Information provided.
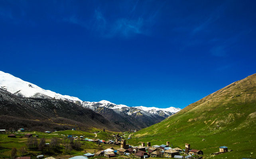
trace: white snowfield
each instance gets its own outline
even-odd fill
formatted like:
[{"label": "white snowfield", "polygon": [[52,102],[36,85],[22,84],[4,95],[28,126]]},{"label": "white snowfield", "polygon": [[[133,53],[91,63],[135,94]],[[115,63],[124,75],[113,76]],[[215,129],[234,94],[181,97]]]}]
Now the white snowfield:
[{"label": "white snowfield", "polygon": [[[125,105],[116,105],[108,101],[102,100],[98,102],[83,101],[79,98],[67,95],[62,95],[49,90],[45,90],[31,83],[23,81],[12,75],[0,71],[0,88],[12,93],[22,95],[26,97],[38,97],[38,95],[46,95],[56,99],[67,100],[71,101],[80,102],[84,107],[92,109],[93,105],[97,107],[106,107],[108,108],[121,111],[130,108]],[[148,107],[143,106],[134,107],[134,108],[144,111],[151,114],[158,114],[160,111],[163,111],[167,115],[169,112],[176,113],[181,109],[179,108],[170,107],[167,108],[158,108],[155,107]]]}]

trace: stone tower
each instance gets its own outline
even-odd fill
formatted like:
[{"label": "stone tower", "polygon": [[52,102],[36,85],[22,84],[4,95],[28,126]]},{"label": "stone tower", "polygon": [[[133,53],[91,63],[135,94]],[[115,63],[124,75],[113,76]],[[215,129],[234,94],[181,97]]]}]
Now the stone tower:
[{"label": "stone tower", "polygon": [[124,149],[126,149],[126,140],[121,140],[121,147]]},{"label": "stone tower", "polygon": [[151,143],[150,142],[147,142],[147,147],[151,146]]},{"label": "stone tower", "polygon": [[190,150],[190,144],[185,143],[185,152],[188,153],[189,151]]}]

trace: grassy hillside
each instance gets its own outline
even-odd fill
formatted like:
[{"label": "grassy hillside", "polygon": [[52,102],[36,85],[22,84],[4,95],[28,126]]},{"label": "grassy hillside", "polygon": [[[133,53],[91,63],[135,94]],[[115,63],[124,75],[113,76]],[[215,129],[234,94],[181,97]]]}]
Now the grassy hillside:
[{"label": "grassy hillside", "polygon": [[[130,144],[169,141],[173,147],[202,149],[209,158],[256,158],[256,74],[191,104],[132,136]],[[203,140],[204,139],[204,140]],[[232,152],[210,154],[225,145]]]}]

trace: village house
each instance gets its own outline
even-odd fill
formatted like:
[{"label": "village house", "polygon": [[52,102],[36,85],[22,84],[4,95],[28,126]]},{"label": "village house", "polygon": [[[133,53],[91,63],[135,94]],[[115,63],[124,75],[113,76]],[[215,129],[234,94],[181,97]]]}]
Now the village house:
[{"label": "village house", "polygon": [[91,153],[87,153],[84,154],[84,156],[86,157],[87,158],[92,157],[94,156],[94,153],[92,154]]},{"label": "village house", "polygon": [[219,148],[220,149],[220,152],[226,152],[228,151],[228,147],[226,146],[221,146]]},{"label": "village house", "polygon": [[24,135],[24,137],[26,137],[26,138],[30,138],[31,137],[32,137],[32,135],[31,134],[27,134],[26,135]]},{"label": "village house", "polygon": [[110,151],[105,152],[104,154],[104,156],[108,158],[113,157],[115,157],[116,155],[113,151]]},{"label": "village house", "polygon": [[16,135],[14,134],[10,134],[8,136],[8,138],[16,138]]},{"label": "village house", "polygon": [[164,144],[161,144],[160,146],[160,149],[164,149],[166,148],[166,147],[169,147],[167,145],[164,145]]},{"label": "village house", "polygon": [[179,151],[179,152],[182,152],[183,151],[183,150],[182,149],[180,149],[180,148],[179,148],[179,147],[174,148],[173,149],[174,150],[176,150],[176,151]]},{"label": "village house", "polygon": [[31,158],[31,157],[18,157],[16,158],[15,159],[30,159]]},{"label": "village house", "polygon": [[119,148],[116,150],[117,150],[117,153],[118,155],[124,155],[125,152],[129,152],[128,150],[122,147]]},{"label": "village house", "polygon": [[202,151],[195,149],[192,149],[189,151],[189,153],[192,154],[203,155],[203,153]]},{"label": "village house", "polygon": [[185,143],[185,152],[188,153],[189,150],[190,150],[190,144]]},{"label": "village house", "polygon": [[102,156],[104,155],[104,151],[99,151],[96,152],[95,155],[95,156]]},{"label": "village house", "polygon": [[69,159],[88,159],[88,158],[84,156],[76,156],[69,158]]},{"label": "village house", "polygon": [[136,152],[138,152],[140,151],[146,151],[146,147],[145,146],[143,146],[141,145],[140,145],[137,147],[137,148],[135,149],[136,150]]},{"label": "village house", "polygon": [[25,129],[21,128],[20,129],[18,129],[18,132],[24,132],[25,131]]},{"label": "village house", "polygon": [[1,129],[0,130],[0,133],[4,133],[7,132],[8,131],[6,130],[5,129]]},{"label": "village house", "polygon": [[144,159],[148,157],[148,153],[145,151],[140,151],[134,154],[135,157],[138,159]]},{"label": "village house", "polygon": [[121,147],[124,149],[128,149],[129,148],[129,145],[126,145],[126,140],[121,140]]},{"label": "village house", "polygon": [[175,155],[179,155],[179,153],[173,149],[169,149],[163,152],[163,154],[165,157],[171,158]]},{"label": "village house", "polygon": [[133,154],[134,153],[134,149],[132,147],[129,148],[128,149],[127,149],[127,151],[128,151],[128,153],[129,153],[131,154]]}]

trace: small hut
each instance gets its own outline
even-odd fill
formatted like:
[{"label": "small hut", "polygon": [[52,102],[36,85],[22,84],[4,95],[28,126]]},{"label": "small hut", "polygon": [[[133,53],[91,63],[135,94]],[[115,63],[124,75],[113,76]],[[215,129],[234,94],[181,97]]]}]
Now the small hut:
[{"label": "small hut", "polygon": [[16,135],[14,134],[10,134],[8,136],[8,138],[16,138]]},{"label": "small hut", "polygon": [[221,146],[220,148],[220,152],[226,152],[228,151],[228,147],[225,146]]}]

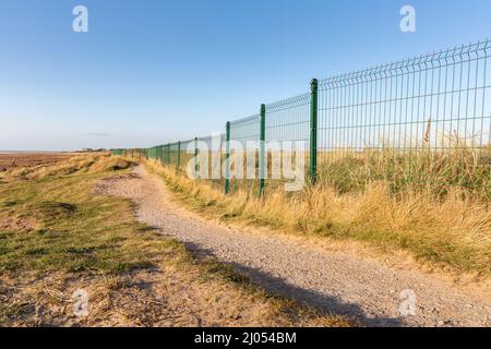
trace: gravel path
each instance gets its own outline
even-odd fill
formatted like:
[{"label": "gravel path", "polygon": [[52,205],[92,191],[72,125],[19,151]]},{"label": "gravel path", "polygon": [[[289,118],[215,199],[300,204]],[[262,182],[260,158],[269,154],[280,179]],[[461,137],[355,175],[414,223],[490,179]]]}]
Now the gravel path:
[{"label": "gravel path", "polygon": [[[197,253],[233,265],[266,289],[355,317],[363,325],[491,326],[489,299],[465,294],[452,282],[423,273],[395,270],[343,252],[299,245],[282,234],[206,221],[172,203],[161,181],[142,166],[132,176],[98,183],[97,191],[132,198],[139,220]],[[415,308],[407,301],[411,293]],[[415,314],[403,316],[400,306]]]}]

What this task involves. Can you write out all the rows above again with "even-odd fill" changed to "nonzero fill" and nothing else altered? Leave the pictures out.

Written solution.
trace: white snowfield
each instance gets its own outline
nonzero fill
formatted like:
[{"label": "white snowfield", "polygon": [[52,102],[36,85],[22,84],[4,95],[28,126]]},{"label": "white snowfield", "polygon": [[[133,53],[91,63],[135,94]],[[115,63],[124,75],[113,76]],[[215,129],[234,94],[181,97]]]}]
Now the white snowfield:
[{"label": "white snowfield", "polygon": [[[125,105],[116,105],[108,101],[102,100],[98,102],[83,101],[79,98],[67,95],[62,95],[49,90],[45,90],[31,83],[23,81],[12,75],[0,71],[0,88],[12,93],[22,95],[26,97],[38,97],[38,95],[46,95],[56,99],[67,100],[71,101],[80,102],[84,107],[92,109],[93,105],[97,107],[106,107],[108,108],[121,111],[130,108]],[[148,107],[143,106],[134,107],[134,108],[144,111],[151,114],[158,114],[160,111],[163,111],[167,115],[169,112],[176,113],[181,109],[179,108],[170,107],[167,108],[158,108],[155,107]]]}]

trace: stone tower
each instance gets its own outline
nonzero fill
formatted like:
[{"label": "stone tower", "polygon": [[52,102],[36,85],[22,84],[4,95],[28,126]]},{"label": "stone tower", "polygon": [[[133,53],[91,63],[135,94]],[[115,63],[124,75],[113,76]],[[215,129],[234,94],[181,97]]]}]
Now the stone tower:
[{"label": "stone tower", "polygon": [[124,149],[126,149],[126,140],[121,140],[121,147]]},{"label": "stone tower", "polygon": [[151,143],[150,142],[147,142],[147,147],[151,146]]},{"label": "stone tower", "polygon": [[190,150],[190,144],[185,143],[185,152],[188,153],[189,151]]}]

trace: grassy hillside
each instance gets its own outline
nonzero fill
formatted like:
[{"label": "grassy hillside", "polygon": [[52,102],[36,85],[22,84],[4,95],[28,126]]},{"label": "grassy hillside", "polygon": [[[133,53],[91,63],[135,94]],[[115,63],[124,75],[113,76]],[[215,129],[234,94],[181,97]]]}]
Now the grassy hillside:
[{"label": "grassy hillside", "polygon": [[[130,144],[169,141],[173,147],[202,149],[209,158],[256,158],[256,74],[191,104],[132,136]],[[203,140],[204,139],[204,140]],[[232,152],[210,154],[225,145]]]}]

trace: village house
each instance gets its own outline
nonzero fill
formatted like:
[{"label": "village house", "polygon": [[52,102],[36,85],[22,84],[4,95],[28,126]]},{"label": "village house", "polygon": [[[133,53],[91,63],[135,94]],[[115,63],[124,75],[113,76]],[[215,129],[234,94],[181,97]]]}]
Now the village house:
[{"label": "village house", "polygon": [[91,153],[87,153],[84,154],[84,156],[86,157],[87,158],[92,157],[94,156],[94,153],[92,154]]},{"label": "village house", "polygon": [[219,148],[220,149],[220,152],[226,152],[228,151],[228,147],[226,146],[221,146]]},{"label": "village house", "polygon": [[24,135],[24,137],[26,137],[26,138],[30,138],[31,137],[32,137],[32,135],[31,134],[27,134],[26,135]]},{"label": "village house", "polygon": [[110,151],[105,152],[104,154],[104,156],[108,158],[113,157],[115,157],[116,155],[113,151]]},{"label": "village house", "polygon": [[16,135],[14,134],[10,134],[8,136],[8,138],[16,138]]},{"label": "village house", "polygon": [[164,144],[161,144],[160,146],[160,149],[164,149],[166,148],[166,147],[169,147],[167,145],[164,145]]},{"label": "village house", "polygon": [[179,151],[179,152],[182,152],[183,151],[183,150],[182,149],[180,149],[180,148],[179,148],[179,147],[174,148],[173,149],[174,150],[176,150],[176,151]]},{"label": "village house", "polygon": [[31,158],[31,157],[18,157],[16,158],[15,159],[30,159]]},{"label": "village house", "polygon": [[119,148],[116,150],[117,150],[117,153],[118,155],[124,155],[125,152],[129,152],[128,150],[122,147]]},{"label": "village house", "polygon": [[202,151],[195,149],[192,149],[189,151],[189,153],[192,154],[203,155],[203,153]]},{"label": "village house", "polygon": [[185,143],[185,152],[188,153],[189,150],[190,150],[190,144]]},{"label": "village house", "polygon": [[102,156],[104,155],[104,151],[99,151],[96,152],[95,155],[95,156]]},{"label": "village house", "polygon": [[69,159],[88,159],[88,158],[84,156],[76,156],[69,158]]},{"label": "village house", "polygon": [[136,152],[138,152],[140,151],[146,151],[146,147],[145,146],[143,146],[141,145],[140,145],[137,147],[137,148],[135,149],[136,150]]},{"label": "village house", "polygon": [[25,129],[21,128],[20,129],[18,129],[18,132],[24,132],[25,131]]},{"label": "village house", "polygon": [[1,129],[0,130],[0,133],[4,133],[7,132],[8,131],[6,130],[5,129]]},{"label": "village house", "polygon": [[144,159],[148,157],[148,153],[145,151],[140,151],[134,154],[135,157],[138,159]]},{"label": "village house", "polygon": [[121,147],[124,149],[128,149],[129,148],[129,145],[126,145],[126,140],[121,140]]},{"label": "village house", "polygon": [[175,155],[179,155],[179,153],[173,149],[169,149],[163,152],[163,154],[165,157],[171,158]]},{"label": "village house", "polygon": [[133,154],[134,153],[134,149],[132,147],[129,148],[128,149],[127,149],[127,151],[128,151],[128,153],[129,153],[131,154]]}]

trace: small hut
each instance gets its own outline
nonzero fill
formatted like:
[{"label": "small hut", "polygon": [[52,102],[36,85],[22,84],[4,95],[28,126]]},{"label": "small hut", "polygon": [[[133,53],[91,63],[135,94]],[[115,63],[124,75],[113,76]],[[215,129],[234,94],[181,97]]]}]
Now the small hut:
[{"label": "small hut", "polygon": [[16,135],[14,134],[10,134],[8,136],[8,138],[16,138]]},{"label": "small hut", "polygon": [[221,146],[220,148],[220,152],[226,152],[228,151],[228,147],[225,146]]}]

trace: gravel path
each instance gets its own outline
nonzero fill
formatted like:
[{"label": "gravel path", "polygon": [[52,205],[92,191],[72,125],[19,151]]},{"label": "gravel path", "polygon": [[[289,118],[215,199],[300,204]],[[262,182],[260,158],[269,154],[280,179]],[[461,137],[355,175],[414,223],[490,179]]]}]
Now the gravel path:
[{"label": "gravel path", "polygon": [[[197,253],[233,265],[266,289],[355,317],[363,325],[491,326],[489,299],[465,294],[452,282],[423,273],[395,270],[343,252],[299,245],[282,234],[206,221],[172,203],[161,181],[142,166],[132,176],[98,183],[97,191],[132,198],[139,220]],[[415,308],[407,301],[411,293]],[[415,314],[403,316],[400,306]]]}]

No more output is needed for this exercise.